| Extracted records |
◇ ◇ ◇ ◇

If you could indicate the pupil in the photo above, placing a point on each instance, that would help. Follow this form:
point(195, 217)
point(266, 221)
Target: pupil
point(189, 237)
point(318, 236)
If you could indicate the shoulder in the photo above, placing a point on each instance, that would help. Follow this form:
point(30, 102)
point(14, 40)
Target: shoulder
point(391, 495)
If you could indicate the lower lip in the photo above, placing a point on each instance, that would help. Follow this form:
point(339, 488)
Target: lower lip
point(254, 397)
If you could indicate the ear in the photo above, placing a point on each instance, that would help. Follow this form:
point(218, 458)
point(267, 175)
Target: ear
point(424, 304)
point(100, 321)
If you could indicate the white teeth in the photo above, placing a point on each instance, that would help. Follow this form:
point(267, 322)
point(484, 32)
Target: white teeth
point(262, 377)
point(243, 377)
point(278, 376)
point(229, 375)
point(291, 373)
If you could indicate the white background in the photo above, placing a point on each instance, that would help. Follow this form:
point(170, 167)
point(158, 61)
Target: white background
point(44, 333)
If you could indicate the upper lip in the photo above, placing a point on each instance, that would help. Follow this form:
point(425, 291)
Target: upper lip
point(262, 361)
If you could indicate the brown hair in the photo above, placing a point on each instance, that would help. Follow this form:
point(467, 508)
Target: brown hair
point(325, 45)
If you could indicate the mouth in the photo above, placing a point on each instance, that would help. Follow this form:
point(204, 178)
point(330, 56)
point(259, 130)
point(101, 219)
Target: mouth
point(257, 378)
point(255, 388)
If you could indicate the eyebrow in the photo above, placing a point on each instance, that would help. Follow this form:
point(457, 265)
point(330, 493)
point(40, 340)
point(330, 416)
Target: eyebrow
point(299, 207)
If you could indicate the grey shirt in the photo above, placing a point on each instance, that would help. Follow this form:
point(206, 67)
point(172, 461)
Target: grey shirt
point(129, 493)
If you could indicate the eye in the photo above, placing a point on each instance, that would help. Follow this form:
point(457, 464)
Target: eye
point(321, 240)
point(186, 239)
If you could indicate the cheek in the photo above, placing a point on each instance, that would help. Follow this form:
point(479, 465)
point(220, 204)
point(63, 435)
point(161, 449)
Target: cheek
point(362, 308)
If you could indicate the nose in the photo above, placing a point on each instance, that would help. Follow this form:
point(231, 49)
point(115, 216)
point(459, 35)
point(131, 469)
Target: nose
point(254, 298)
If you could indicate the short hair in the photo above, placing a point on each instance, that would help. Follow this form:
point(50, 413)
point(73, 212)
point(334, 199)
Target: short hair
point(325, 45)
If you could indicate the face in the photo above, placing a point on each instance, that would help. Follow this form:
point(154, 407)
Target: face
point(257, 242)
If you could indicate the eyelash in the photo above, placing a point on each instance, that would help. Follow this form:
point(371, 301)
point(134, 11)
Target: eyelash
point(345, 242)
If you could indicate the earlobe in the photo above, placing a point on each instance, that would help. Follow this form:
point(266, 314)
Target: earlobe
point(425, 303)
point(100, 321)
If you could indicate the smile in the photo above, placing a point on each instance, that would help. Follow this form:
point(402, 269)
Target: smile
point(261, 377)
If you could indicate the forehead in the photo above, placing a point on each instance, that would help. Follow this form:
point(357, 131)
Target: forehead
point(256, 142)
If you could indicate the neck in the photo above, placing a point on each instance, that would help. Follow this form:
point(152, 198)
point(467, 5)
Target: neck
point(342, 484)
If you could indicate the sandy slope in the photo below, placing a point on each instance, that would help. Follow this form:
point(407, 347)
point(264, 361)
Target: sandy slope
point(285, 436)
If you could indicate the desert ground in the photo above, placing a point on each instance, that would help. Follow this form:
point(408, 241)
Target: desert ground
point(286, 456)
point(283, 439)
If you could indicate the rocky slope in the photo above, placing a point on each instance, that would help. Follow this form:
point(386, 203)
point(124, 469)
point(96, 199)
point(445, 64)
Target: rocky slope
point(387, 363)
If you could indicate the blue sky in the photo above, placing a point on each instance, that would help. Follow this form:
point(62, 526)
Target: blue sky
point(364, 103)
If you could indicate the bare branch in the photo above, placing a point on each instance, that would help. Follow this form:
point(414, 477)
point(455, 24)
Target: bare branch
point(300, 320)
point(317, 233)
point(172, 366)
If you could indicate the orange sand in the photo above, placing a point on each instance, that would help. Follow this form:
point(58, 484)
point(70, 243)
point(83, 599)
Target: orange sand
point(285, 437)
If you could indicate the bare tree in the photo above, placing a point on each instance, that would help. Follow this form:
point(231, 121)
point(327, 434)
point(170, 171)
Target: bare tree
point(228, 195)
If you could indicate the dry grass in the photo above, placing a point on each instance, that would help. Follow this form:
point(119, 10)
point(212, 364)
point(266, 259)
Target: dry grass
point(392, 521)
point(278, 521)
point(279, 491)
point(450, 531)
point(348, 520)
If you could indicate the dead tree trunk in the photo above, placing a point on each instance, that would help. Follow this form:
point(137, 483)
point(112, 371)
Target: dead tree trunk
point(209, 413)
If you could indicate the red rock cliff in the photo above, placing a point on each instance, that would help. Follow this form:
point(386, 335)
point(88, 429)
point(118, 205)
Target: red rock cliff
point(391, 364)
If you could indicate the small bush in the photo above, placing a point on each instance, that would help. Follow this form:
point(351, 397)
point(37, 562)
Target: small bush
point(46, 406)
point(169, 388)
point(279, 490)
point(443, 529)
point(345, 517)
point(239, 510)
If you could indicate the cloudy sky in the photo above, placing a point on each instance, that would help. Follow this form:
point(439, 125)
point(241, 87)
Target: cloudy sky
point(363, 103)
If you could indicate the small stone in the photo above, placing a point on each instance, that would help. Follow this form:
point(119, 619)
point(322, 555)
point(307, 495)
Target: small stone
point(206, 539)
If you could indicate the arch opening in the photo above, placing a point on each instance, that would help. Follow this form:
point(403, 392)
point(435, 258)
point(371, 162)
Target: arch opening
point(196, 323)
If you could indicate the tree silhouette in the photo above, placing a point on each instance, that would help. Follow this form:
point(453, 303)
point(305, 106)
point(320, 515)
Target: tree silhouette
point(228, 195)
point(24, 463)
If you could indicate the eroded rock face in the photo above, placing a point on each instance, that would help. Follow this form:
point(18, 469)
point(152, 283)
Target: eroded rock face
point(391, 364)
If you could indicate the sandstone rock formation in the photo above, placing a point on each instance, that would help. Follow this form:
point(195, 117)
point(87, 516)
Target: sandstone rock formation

◇ ◇ ◇ ◇

| Problem details |
Copy the material without changes, from the line containing "If you could indicate the eyebrow" through the line containing "point(254, 298)", including both of those lines.

| Solution to this exercise |
If you could indicate the eyebrow in the photo above, placing a point on each instance, that would help. Follow this form:
point(457, 265)
point(330, 493)
point(40, 340)
point(330, 416)
Target: eyebrow
point(299, 207)
If you could indicate the grey shirt in the photo above, placing a point on each instance, that would help. Follow this form:
point(206, 67)
point(172, 461)
Target: grey shirt
point(129, 493)
If you could indicate the eye in the photo above, placing a point on each instance, that would help. Follow this form:
point(457, 464)
Target: eye
point(321, 240)
point(186, 239)
If you could indicate the cheek in the photo above, placing a point on each instance, that would help. Follow this form:
point(479, 465)
point(220, 204)
point(63, 435)
point(161, 449)
Target: cheek
point(362, 308)
If you could indicate the nose in the photo above, placing a point on each instance, that would help. Follow this form:
point(231, 49)
point(115, 216)
point(459, 35)
point(131, 469)
Target: nose
point(254, 298)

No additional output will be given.